#### Exercise details
Write out every line of the entries below as a numbered list, skipping blank lines, and leave the pictures out.

#### Data section
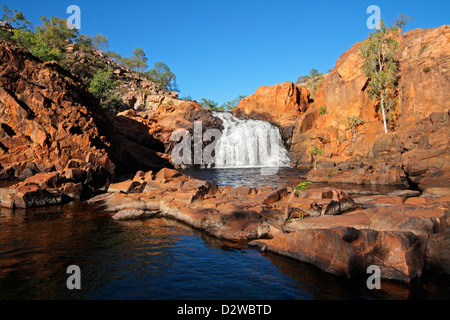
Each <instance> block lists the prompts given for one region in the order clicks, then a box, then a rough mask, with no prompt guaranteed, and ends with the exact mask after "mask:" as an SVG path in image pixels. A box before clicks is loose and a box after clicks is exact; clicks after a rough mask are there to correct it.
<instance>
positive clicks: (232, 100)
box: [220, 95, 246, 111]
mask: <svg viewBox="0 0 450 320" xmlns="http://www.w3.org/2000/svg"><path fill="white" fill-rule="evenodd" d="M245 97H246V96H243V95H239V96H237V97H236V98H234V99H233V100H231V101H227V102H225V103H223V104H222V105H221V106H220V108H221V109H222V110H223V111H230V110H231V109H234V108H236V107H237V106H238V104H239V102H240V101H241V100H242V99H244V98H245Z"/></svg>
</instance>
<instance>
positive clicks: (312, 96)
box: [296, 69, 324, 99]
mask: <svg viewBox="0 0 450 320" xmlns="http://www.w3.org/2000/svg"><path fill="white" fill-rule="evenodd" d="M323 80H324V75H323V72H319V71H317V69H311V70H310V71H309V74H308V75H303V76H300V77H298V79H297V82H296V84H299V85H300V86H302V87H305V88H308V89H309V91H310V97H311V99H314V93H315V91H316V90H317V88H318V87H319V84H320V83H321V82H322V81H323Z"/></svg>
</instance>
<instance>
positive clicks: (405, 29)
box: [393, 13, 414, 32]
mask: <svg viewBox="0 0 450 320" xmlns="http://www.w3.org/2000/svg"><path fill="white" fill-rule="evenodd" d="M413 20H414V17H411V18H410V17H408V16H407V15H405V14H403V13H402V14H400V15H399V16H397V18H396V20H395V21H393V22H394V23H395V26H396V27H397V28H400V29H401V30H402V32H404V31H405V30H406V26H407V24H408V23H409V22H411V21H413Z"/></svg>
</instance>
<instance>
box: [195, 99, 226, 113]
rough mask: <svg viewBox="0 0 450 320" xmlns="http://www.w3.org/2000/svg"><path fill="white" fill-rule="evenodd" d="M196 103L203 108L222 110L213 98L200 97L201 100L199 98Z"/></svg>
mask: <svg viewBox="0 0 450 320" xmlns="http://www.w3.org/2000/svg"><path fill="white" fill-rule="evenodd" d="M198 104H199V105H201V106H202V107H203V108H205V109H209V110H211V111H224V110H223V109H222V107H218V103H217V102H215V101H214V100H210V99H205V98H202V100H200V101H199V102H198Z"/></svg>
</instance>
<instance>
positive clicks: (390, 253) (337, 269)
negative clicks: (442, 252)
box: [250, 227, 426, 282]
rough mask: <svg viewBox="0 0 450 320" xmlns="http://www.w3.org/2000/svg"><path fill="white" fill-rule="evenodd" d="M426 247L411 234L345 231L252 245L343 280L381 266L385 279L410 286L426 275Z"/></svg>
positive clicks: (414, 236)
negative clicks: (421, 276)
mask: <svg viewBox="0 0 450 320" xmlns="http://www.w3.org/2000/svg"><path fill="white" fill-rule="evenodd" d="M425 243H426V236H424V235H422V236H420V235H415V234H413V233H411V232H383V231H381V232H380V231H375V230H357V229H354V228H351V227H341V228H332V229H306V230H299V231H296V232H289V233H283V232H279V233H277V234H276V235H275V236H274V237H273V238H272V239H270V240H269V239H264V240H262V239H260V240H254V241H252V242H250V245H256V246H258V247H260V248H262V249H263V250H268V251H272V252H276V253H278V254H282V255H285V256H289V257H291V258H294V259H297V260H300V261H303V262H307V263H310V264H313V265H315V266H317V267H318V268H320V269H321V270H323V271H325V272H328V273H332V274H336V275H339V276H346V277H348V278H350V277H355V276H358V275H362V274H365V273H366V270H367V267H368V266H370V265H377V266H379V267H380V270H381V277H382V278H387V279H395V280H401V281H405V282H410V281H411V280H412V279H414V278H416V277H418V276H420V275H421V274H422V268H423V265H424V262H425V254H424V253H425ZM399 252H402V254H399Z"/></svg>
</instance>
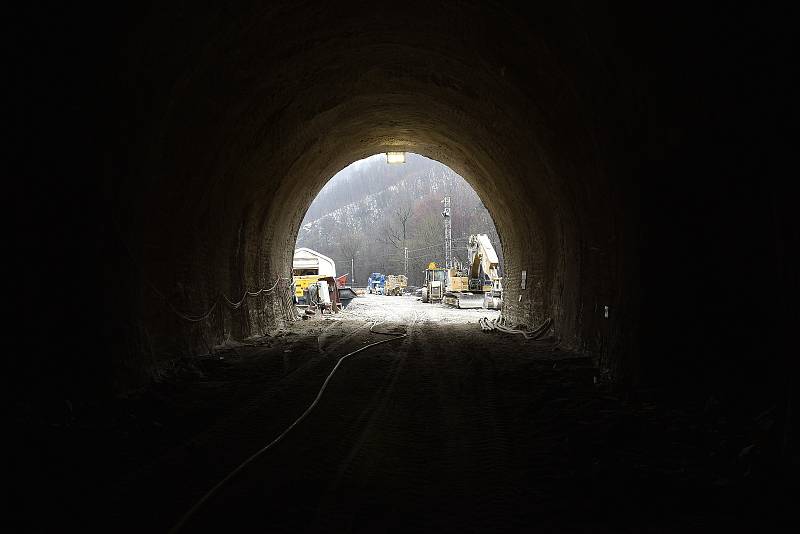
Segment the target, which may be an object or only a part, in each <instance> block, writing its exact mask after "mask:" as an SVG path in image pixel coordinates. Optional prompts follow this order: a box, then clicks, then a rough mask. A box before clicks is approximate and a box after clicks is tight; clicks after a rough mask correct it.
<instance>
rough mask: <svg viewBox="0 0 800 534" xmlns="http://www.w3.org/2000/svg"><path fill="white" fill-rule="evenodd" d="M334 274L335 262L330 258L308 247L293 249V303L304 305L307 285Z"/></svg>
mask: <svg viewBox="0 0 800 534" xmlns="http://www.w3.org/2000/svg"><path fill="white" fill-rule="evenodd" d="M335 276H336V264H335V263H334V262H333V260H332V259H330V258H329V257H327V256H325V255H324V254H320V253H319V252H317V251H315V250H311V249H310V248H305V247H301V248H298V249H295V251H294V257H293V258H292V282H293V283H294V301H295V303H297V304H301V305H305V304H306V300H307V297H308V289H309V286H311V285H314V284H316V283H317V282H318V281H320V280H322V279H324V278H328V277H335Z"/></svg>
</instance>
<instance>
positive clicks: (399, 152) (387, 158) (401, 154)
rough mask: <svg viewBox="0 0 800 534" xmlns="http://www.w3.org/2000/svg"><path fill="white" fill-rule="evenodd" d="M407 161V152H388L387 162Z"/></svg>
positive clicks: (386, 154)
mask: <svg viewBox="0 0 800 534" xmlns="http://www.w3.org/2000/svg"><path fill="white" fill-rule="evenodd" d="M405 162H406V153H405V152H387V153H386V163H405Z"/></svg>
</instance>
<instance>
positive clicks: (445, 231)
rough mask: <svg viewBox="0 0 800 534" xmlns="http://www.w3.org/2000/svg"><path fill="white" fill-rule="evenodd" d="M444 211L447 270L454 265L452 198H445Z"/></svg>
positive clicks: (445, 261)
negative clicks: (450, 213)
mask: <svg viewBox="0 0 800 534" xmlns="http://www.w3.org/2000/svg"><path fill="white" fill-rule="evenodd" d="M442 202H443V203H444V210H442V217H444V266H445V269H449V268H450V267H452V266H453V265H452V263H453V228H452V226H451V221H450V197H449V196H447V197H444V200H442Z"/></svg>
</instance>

#### Solved exercise
1. Each <instance> block lists the prompts given for one region in the order clicks, then a box, then a rough mask, with no prompt guaranteed, and ends with the exact mask after "mask:" as an SVG path in image pixels. A box before clicks is loose and a box after clicks is exact; clicks after a rough mask are there to correct it.
2. <instance>
3. positive clicks: (232, 100)
4. box: [220, 95, 246, 111]
5. mask: <svg viewBox="0 0 450 320" xmlns="http://www.w3.org/2000/svg"><path fill="white" fill-rule="evenodd" d="M245 97H246V96H243V95H239V96H237V97H236V98H234V99H233V100H231V101H227V102H225V103H223V104H222V105H221V106H220V108H221V109H222V110H223V111H230V110H231V109H234V108H236V107H237V106H238V104H239V102H240V101H241V100H242V99H244V98H245Z"/></svg>
6. </instance>
7. <instance>
8. positive clicks: (312, 96)
9. box: [296, 69, 324, 99]
10. mask: <svg viewBox="0 0 450 320" xmlns="http://www.w3.org/2000/svg"><path fill="white" fill-rule="evenodd" d="M323 80H324V75H323V72H319V71H317V69H311V70H310V71H309V74H308V75H303V76H300V77H298V79H297V82H296V84H299V85H300V86H302V87H305V88H308V89H309V91H310V97H311V99H314V93H315V91H316V90H317V88H318V87H319V84H320V83H321V82H322V81H323Z"/></svg>
11. </instance>
12. <instance>
13. positive clicks: (405, 29)
14. box: [393, 13, 414, 32]
15. mask: <svg viewBox="0 0 450 320" xmlns="http://www.w3.org/2000/svg"><path fill="white" fill-rule="evenodd" d="M413 20H414V17H411V18H410V17H408V16H407V15H405V14H403V13H402V14H400V15H399V16H397V18H396V20H395V21H393V22H394V23H395V26H396V27H397V28H400V29H401V30H402V32H404V31H405V30H406V26H407V24H408V23H409V22H411V21H413Z"/></svg>
16. </instance>
17. <instance>
18. box: [195, 99, 226, 113]
19. rough mask: <svg viewBox="0 0 450 320" xmlns="http://www.w3.org/2000/svg"><path fill="white" fill-rule="evenodd" d="M196 103L203 108L222 110L213 98L200 97L201 100L199 98Z"/></svg>
20. mask: <svg viewBox="0 0 450 320" xmlns="http://www.w3.org/2000/svg"><path fill="white" fill-rule="evenodd" d="M198 104H199V105H201V106H202V107H203V108H205V109H209V110H211V111H224V110H223V109H222V107H218V103H217V102H215V101H214V100H210V99H205V98H202V100H200V101H199V102H198Z"/></svg>
21. </instance>
22. <instance>
23. positive clicks: (390, 253) (337, 269)
24. negative clicks: (442, 252)
25. box: [250, 227, 426, 282]
26. rough mask: <svg viewBox="0 0 450 320" xmlns="http://www.w3.org/2000/svg"><path fill="white" fill-rule="evenodd" d="M426 247L411 234L345 231L252 245L343 280L381 266L385 279L410 286L426 275Z"/></svg>
27. positive clicks: (414, 236)
28. negative clicks: (421, 276)
29. mask: <svg viewBox="0 0 450 320" xmlns="http://www.w3.org/2000/svg"><path fill="white" fill-rule="evenodd" d="M425 243H426V236H424V235H422V236H420V235H415V234H413V233H411V232H383V231H381V232H380V231H375V230H357V229H354V228H351V227H341V228H332V229H306V230H299V231H296V232H289V233H283V232H279V233H277V234H276V235H275V236H274V237H273V238H272V239H270V240H269V239H264V240H262V239H260V240H254V241H252V242H250V245H256V246H258V247H260V248H262V249H263V250H268V251H272V252H276V253H278V254H282V255H285V256H289V257H291V258H294V259H297V260H300V261H303V262H307V263H310V264H313V265H315V266H317V267H318V268H320V269H321V270H323V271H325V272H328V273H332V274H336V275H339V276H346V277H348V278H350V277H355V276H358V275H362V274H365V273H366V270H367V267H368V266H370V265H377V266H379V267H380V270H381V277H382V278H387V279H395V280H401V281H405V282H410V281H411V280H412V279H414V278H416V277H418V276H420V275H421V274H422V268H423V265H424V262H425V254H424V253H425ZM399 252H402V254H399Z"/></svg>
30. </instance>
31. Segment the target, which may be an object or only a part, in each <instance> block, writing its exact mask after "mask:" as an SVG path in image pixel coordinates. Optional prompts follow this order: a box, then clicks, then a rough mask. A box before clicks is approximate and a box after clicks is tight; clicks after a rough mask correct it.
32. <instance>
33. rough mask: <svg viewBox="0 0 800 534" xmlns="http://www.w3.org/2000/svg"><path fill="white" fill-rule="evenodd" d="M334 274L335 262L330 258L308 247L293 249V303L304 305L307 285Z"/></svg>
34. mask: <svg viewBox="0 0 800 534" xmlns="http://www.w3.org/2000/svg"><path fill="white" fill-rule="evenodd" d="M335 276H336V264H335V263H334V262H333V260H332V259H330V258H329V257H327V256H325V255H324V254H320V253H319V252H317V251H315V250H311V249H310V248H305V247H301V248H298V249H295V251H294V257H293V258H292V282H293V283H294V301H295V303H297V304H301V305H305V304H306V300H307V297H308V289H309V286H311V285H314V284H316V283H317V282H318V281H320V280H322V279H324V278H328V277H335Z"/></svg>
35. </instance>
36. <instance>
37. positive clicks: (399, 152) (387, 158) (401, 154)
38. rough mask: <svg viewBox="0 0 800 534" xmlns="http://www.w3.org/2000/svg"><path fill="white" fill-rule="evenodd" d="M407 161V152H388L387 162Z"/></svg>
39. positive clicks: (386, 154)
40. mask: <svg viewBox="0 0 800 534" xmlns="http://www.w3.org/2000/svg"><path fill="white" fill-rule="evenodd" d="M405 162H406V153H405V152H387V153H386V163H405Z"/></svg>
41. </instance>
42. <instance>
43. positive clicks: (445, 231)
44. rough mask: <svg viewBox="0 0 800 534" xmlns="http://www.w3.org/2000/svg"><path fill="white" fill-rule="evenodd" d="M444 211L447 270L454 265L452 198H445Z"/></svg>
45. positive clicks: (445, 261)
46. negative clicks: (450, 213)
47. mask: <svg viewBox="0 0 800 534" xmlns="http://www.w3.org/2000/svg"><path fill="white" fill-rule="evenodd" d="M442 202H443V203H444V210H442V217H444V266H445V269H449V268H450V267H452V266H453V265H452V263H453V228H452V226H451V221H450V197H449V196H447V197H444V200H442Z"/></svg>
48. </instance>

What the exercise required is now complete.